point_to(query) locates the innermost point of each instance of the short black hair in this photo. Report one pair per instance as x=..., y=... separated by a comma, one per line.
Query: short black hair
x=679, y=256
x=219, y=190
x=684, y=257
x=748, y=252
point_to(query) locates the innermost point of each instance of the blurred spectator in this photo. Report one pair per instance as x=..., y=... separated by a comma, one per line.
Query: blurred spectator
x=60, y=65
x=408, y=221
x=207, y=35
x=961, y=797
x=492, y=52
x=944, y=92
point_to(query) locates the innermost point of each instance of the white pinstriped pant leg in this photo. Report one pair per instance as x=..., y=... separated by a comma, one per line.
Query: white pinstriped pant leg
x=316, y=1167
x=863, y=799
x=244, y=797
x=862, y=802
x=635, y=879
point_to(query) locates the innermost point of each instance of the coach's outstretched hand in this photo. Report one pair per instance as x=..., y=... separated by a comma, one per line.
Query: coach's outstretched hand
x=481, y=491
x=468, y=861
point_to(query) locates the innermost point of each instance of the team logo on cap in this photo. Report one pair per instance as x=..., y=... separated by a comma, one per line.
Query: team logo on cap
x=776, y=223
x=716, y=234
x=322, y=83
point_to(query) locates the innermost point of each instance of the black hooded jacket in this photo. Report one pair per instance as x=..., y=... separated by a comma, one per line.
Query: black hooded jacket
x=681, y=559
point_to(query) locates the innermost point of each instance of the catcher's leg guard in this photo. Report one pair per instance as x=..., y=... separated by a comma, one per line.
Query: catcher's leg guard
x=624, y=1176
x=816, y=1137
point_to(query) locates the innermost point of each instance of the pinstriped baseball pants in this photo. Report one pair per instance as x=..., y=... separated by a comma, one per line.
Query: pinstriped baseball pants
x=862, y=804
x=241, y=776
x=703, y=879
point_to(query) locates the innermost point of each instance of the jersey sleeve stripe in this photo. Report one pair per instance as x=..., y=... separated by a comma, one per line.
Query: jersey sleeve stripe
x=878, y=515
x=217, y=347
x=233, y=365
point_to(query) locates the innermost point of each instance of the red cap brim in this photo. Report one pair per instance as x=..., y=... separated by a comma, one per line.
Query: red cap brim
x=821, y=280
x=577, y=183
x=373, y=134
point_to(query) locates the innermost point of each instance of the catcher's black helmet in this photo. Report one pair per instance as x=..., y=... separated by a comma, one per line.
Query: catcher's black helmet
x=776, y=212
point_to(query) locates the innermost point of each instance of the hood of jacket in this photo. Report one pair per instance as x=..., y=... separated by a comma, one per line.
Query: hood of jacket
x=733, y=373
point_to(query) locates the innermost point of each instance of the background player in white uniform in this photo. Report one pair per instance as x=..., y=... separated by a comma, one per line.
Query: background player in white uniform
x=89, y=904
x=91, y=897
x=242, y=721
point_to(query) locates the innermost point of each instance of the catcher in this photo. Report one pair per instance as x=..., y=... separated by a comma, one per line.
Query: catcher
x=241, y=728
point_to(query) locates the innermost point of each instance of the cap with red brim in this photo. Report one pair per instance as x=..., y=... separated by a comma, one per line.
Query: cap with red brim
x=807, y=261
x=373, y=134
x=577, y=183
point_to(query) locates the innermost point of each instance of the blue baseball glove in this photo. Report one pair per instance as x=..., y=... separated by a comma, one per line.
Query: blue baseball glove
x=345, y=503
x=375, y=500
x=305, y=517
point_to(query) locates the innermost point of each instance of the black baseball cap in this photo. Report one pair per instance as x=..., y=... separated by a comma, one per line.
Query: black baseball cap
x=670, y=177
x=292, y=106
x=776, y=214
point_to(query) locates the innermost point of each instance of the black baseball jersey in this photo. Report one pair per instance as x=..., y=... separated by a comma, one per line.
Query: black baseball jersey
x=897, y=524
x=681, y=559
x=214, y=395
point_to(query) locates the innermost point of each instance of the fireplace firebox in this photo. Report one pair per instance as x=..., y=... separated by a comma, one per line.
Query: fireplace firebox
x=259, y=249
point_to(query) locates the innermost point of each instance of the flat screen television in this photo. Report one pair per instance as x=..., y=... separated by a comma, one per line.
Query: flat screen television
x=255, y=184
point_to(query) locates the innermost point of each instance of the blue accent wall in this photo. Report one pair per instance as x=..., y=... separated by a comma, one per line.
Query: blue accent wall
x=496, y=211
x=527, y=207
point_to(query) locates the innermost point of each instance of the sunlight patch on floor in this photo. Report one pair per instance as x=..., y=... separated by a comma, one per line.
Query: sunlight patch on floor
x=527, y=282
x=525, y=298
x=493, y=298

##############################

Ricopia l'elenco qui sopra per intero, riga per riga, senza modificare nulla.

Risposta scritta:
point_to(query) locates the innermost point of each instance of the short black hair in this photo. Report one pair per instance as x=..., y=... separated by a comma, one per line.
Query: short black hair
x=679, y=256
x=219, y=190
x=684, y=257
x=748, y=252
point_to(query) locates the innermost point of each instance of the blurred spectator in this photo. Report one pair per instance as x=..., y=... separated by a comma, one per line.
Query: blurred spectator
x=60, y=65
x=408, y=221
x=207, y=35
x=961, y=797
x=492, y=52
x=944, y=92
point_to(query) locates the innermost point of each instance of the white pinstriped pant leg in this photo. Report one pair per instance as x=..., y=... separated by a comma, one per line.
Query: white pinstriped pant leg
x=316, y=1167
x=863, y=799
x=244, y=797
x=862, y=802
x=635, y=879
point_to(query) locates the innermost point of each instance of the coach's outstretched hand in this photo. Report one pair per instance as x=..., y=... separated by a comma, one per line.
Query: coach's outstretched hand
x=481, y=491
x=468, y=861
point_to(query) locates the innermost point of each instance of the team logo on cap in this photo. Report one pair per instance as x=..., y=... separated by a comma, one per line.
Query: team logo on cap
x=776, y=223
x=716, y=234
x=322, y=83
point_to(query) locates the innermost point of each instance of the black hooded jacket in this photo. Report one pair per instance as x=..., y=... separated by a comma, one per line.
Query: black hooded jacket
x=681, y=559
point_to(query) locates the innermost point of each instance of the catcher's leg guard in this photo. Report one pair per instance as x=..., y=... separated by a comma, one per line.
Query: catcher's leg guard
x=624, y=1176
x=816, y=1137
point_to(query) locates the innermost point of each instance of the pinstriped baseball pants in this photo. Report one pair per instance as x=..., y=... separated by a comma, one per line.
Query: pinstriped baseball pants
x=862, y=804
x=241, y=776
x=703, y=879
point_to(query) locates the innermost point of each instance of the jersey sleeve stripe in this photo. Report one pair per instance as x=..., y=... separated by a comma, one per line.
Query: jersey sleeve stripe
x=878, y=515
x=217, y=347
x=233, y=365
point_to(query) locates the innermost point of each instance of the red cap brim in this photo. Report one pair per instance as x=..., y=... separated by a comma, one per line.
Query: red cap brim
x=821, y=280
x=577, y=183
x=373, y=134
point_to(query) locates the innermost point of each instance of the catcher's black helmet in this photo. Report one pair per instance as x=..., y=... separated by a comma, one per line.
Query: catcher's black helmet
x=776, y=212
point_to(query) locates the innermost point of each instance of the hood of jacket in this photo. Report one pair per instance as x=..., y=... separated by a comma, one per line.
Query: hood of jacket
x=733, y=373
point_to(query) locates the innermost point of each instance of the background player in white uniform in this photo. Report one pair per instance as x=..., y=... separated by a comma, one per line.
Query: background player in white uniform
x=89, y=904
x=91, y=897
x=242, y=721
point_to(query) locates the innermost point of each instance of the catcher in this photo. Report one pair per instance as x=..., y=... separated by a comma, one per line.
Query: catcher
x=241, y=728
point_to(query) locates the innermost point of each instance of the cap with red brim in this photo. Report one pair per instance as x=..., y=... separated by a comma, one per line.
Query: cap with red brim
x=807, y=261
x=373, y=134
x=577, y=183
point_to(query) locates the innermost point of each instance of the blue baseball glove in this photo. Report one pair per instance as x=..., y=... separated by a comma, one per line.
Query: blue baseball glove
x=345, y=503
x=375, y=500
x=305, y=517
point_to(query) locates the innermost point of each instance of the black baseball cap in this photo. Report one pair per instance as x=..., y=... separated by a comma, one per line.
Query: black baseball cap
x=670, y=177
x=292, y=106
x=776, y=214
point_to(query) locates the innermost point of each instance of the black baseball jersey in this photo. Report one pair per instance as x=..., y=... separated by a comma, one per line.
Query: black baseball jersey
x=897, y=524
x=681, y=559
x=214, y=395
point_to(query) locates the innermost point of each instance of the fireplace firebox in this photo. Report one pair per instance as x=..., y=... separated by a comma, one per line.
Query: fireplace firebox
x=259, y=249
point_to(query) locates the innermost point of each instance of the flat screen television in this photo. Report one pair per instance as x=..., y=... separated by a comma, one per line.
Query: flat screen television
x=255, y=184
point_to(query) locates the innermost point of each instance of the blue accent wall in this photo. Report one pair per instance as x=..., y=... separated by a comma, one per line.
Query: blue accent wall
x=496, y=211
x=527, y=207
point_to(query) locates the innermost point of each instance of the sunlight patch on floor in this photo. Report one pair per instance as x=..., y=... separated by a comma, one per line.
Query: sunlight patch on floor
x=527, y=282
x=525, y=298
x=493, y=298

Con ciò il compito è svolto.